Repeat the listing in full, exactly as it stands.

DATA RECORDS
________________________________________
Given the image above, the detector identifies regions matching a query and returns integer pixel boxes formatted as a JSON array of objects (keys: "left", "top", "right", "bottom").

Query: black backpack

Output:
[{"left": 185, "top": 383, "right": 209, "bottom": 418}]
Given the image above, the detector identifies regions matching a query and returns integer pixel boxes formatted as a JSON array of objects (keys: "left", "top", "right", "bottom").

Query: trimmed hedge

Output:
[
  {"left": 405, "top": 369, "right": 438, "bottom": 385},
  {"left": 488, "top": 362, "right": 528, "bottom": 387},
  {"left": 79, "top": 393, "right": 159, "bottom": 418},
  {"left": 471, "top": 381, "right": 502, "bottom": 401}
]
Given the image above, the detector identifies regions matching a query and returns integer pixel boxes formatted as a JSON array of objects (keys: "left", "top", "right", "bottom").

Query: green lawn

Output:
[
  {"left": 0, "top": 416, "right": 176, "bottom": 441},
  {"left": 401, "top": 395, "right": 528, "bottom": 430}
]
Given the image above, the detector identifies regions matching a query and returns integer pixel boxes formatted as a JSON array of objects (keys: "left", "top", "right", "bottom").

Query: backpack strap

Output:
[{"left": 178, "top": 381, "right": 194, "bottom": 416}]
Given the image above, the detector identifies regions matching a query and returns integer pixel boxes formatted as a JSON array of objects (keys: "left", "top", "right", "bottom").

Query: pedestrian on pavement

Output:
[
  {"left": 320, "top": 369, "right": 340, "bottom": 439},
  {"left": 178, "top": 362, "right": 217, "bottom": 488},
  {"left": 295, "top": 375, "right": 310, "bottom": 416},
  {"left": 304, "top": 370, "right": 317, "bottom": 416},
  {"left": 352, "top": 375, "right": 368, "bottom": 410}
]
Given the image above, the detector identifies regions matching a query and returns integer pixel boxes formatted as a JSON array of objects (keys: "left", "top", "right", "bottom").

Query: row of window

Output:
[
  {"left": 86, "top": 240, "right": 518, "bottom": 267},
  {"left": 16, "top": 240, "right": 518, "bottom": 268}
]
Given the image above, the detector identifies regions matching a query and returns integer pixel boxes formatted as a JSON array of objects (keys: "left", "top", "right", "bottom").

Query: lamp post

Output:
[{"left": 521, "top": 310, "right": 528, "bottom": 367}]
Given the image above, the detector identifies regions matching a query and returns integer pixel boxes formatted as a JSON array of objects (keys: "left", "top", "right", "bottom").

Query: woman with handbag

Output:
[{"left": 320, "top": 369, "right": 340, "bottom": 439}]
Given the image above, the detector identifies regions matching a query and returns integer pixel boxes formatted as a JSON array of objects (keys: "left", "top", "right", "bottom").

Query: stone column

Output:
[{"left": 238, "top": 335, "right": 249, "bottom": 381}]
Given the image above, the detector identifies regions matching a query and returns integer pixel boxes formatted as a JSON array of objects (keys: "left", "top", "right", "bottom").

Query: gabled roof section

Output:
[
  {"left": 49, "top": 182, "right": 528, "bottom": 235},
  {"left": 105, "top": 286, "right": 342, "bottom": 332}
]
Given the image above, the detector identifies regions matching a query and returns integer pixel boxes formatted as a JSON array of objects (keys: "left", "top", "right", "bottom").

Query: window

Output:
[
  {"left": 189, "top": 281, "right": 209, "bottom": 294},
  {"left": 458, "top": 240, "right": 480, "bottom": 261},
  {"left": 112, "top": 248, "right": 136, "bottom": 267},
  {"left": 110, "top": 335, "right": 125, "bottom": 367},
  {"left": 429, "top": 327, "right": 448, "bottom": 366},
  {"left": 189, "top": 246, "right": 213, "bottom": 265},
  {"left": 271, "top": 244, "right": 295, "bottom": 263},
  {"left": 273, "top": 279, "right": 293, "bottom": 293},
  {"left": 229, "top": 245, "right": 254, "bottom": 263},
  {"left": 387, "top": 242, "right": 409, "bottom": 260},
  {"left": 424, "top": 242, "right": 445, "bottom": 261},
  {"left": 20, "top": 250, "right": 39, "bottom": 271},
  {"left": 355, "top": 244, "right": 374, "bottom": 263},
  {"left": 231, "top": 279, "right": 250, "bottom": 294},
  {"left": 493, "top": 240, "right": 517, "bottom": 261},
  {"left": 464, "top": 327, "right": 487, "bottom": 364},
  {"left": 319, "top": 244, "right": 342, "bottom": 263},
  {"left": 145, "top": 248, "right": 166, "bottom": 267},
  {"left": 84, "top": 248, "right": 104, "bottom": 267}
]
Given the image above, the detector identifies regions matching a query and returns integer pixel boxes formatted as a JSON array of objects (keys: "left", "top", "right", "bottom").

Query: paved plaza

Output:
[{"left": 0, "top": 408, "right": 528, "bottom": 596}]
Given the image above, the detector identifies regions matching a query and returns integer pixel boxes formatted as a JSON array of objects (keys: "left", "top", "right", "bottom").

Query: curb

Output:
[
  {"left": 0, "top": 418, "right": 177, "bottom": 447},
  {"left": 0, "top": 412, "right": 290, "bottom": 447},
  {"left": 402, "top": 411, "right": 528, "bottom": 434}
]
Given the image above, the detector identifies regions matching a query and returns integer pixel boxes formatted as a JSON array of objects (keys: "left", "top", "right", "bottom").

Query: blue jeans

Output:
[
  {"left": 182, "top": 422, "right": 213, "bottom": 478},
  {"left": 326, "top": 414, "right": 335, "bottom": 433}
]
________________________________________
RESPONSE TO THIS TASK
Given the image above, the detector identifies regions matching a query and returns integer pixel boxes formatted as a JSON array of objects (keys: "left", "top", "right", "bottom").

Query: black backpack

Output:
[{"left": 185, "top": 383, "right": 209, "bottom": 418}]
Given the image above, the detector identifies regions matching a query and returns integer pixel boxes formatted as a JSON array of objects (keys: "left", "top", "right", "bottom").

Query: trimmed hedge

Output:
[
  {"left": 405, "top": 369, "right": 438, "bottom": 385},
  {"left": 488, "top": 362, "right": 528, "bottom": 387},
  {"left": 79, "top": 393, "right": 159, "bottom": 418},
  {"left": 471, "top": 381, "right": 502, "bottom": 401}
]
Given the image above, the detector identifies regions matching a query and returns integer pixel boxes formatted as a JSON array of objects (keys: "left", "top", "right", "bottom").

Query: green lawn

Output:
[
  {"left": 0, "top": 416, "right": 176, "bottom": 441},
  {"left": 401, "top": 395, "right": 528, "bottom": 430}
]
Given the image above, the detector identifies regions matching a query and returns integer pixel boxes formatted as a JSON array of objects (keys: "left", "top", "right", "bottom").

Query: backpack strap

Output:
[{"left": 178, "top": 381, "right": 194, "bottom": 416}]
Given the image above, the detector identifies regions matching a query and returns integer pixel boxes formatted as a JSON array of objects (keys: "left", "top", "right", "bottom").

Query: pedestrian on pavement

Output:
[
  {"left": 320, "top": 369, "right": 340, "bottom": 439},
  {"left": 178, "top": 362, "right": 217, "bottom": 488},
  {"left": 295, "top": 375, "right": 310, "bottom": 416},
  {"left": 304, "top": 370, "right": 317, "bottom": 416},
  {"left": 352, "top": 375, "right": 368, "bottom": 410}
]
Given the image above, the detector identifies regions matching a query and returns integer pixel boxes formatted as a JSON array of objects (keys: "left", "top", "right", "bottom").

Query: row of window

Output:
[
  {"left": 86, "top": 240, "right": 518, "bottom": 267},
  {"left": 16, "top": 240, "right": 518, "bottom": 268}
]
Given the image above, the detector identifies regions matching a query and returns integer pixel boxes formatted as a JSON array of objects (keys: "left", "top", "right", "bottom").

Query: lamp post

Output:
[{"left": 521, "top": 310, "right": 528, "bottom": 367}]
Given the image above, the detector identifies regions matching a query and returns integer pixel boxes formatted as a JSON array of objects (keys: "left", "top", "right", "bottom").

Query: woman with handbag

Output:
[{"left": 320, "top": 369, "right": 340, "bottom": 439}]
Given the image above, the detector identifies regions matching a query and returns integer pixel boxes formatted as a JSON array of objects (keys: "left", "top", "right", "bottom").

Query: stone column

Output:
[{"left": 238, "top": 335, "right": 249, "bottom": 381}]
Given the image above, the detector identifies regions matching a query and returns integer pixel boxes formatted as a JSON array of objects (keys: "left", "top", "right", "bottom").

Query: gabled roof section

Output:
[
  {"left": 49, "top": 182, "right": 528, "bottom": 235},
  {"left": 105, "top": 286, "right": 342, "bottom": 332}
]
Given the image above, the detector identifies regions matching a query and returns integer pixel boxes formatted as a JSON array of objects (keys: "left", "top", "right", "bottom").

Query: window

Output:
[
  {"left": 189, "top": 281, "right": 209, "bottom": 294},
  {"left": 458, "top": 240, "right": 480, "bottom": 261},
  {"left": 112, "top": 248, "right": 136, "bottom": 267},
  {"left": 110, "top": 335, "right": 125, "bottom": 367},
  {"left": 429, "top": 327, "right": 448, "bottom": 366},
  {"left": 189, "top": 246, "right": 213, "bottom": 265},
  {"left": 271, "top": 244, "right": 295, "bottom": 263},
  {"left": 273, "top": 279, "right": 293, "bottom": 293},
  {"left": 229, "top": 245, "right": 254, "bottom": 263},
  {"left": 387, "top": 242, "right": 409, "bottom": 260},
  {"left": 424, "top": 242, "right": 445, "bottom": 261},
  {"left": 20, "top": 250, "right": 39, "bottom": 271},
  {"left": 355, "top": 244, "right": 374, "bottom": 263},
  {"left": 231, "top": 279, "right": 250, "bottom": 294},
  {"left": 493, "top": 240, "right": 517, "bottom": 261},
  {"left": 464, "top": 327, "right": 487, "bottom": 364},
  {"left": 319, "top": 244, "right": 342, "bottom": 263},
  {"left": 145, "top": 248, "right": 166, "bottom": 267},
  {"left": 84, "top": 248, "right": 104, "bottom": 267}
]
Given the image above, the detector identifies regions matching a query and returns integer pixel boxes formatted as a JSON array of objects (keys: "left", "top", "right", "bottom").

Query: paved plaza

Output:
[{"left": 0, "top": 408, "right": 528, "bottom": 596}]
Given the image above, the detector identifies regions matching a query and returns integer pixel boxes formatted as a JSON array of objects (keys: "left", "top", "right", "bottom").

Query: curb

Output:
[
  {"left": 0, "top": 418, "right": 177, "bottom": 447},
  {"left": 0, "top": 412, "right": 290, "bottom": 447},
  {"left": 402, "top": 411, "right": 528, "bottom": 434}
]
Given the image above, the detector identifies regions matching a query and returns integer pixel boxes formatted as a JSON array of objects (keys: "left", "top", "right", "bottom").

Query: blue jeans

Output:
[
  {"left": 182, "top": 422, "right": 213, "bottom": 478},
  {"left": 326, "top": 414, "right": 335, "bottom": 433}
]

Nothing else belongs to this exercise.